_About this exercise_
Reproduce, unaltered, the line with "form: point(180, 174)." along with every line that follows it in the records, up to the last.

_Data listing_
========
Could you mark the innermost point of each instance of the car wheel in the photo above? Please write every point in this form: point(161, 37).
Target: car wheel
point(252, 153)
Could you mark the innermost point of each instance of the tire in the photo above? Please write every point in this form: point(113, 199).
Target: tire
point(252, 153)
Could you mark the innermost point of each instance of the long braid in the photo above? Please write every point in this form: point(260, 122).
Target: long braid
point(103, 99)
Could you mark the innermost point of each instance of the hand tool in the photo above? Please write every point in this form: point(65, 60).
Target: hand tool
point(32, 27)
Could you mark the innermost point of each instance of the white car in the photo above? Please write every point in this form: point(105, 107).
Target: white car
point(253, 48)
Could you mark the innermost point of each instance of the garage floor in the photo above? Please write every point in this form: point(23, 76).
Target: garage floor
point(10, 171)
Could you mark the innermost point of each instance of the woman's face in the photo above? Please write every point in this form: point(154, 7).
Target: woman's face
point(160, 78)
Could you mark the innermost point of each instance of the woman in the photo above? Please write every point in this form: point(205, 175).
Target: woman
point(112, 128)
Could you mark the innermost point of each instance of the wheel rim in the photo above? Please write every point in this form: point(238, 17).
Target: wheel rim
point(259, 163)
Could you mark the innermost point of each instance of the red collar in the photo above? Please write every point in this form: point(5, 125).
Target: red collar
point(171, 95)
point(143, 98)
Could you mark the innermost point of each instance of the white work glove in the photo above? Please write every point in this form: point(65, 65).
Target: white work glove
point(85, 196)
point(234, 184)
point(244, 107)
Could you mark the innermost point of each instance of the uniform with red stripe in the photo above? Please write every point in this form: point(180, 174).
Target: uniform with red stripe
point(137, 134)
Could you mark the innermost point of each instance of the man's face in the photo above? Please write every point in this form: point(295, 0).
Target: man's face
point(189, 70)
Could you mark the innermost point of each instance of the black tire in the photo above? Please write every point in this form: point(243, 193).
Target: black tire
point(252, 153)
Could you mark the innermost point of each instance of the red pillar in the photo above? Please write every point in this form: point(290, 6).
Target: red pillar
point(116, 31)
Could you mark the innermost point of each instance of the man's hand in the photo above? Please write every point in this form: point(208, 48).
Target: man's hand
========
_Written response_
Could you mark the innermost point of each instance of the uniform with red stripe in the photo above? Please write every point in this form: point(180, 174).
Target: uniform with red stripe
point(137, 134)
Could you mark the innermost point of each instance of the man's face in the photo above? Please write every point in this form: point(295, 0).
Target: man's face
point(189, 70)
Could you mark the innermost point of each instance of the black tire in the photo above? Please write every point in this form: point(243, 193).
Target: black tire
point(252, 153)
Could you mark the innermost point of each instance of the red pillar in the photo above? Please write every point in this form: point(290, 6).
Target: red pillar
point(116, 31)
Could you mark the innermost point of each instance of the man's hand in the photo above? Please write every point in this form: point(208, 48).
Target: man's hand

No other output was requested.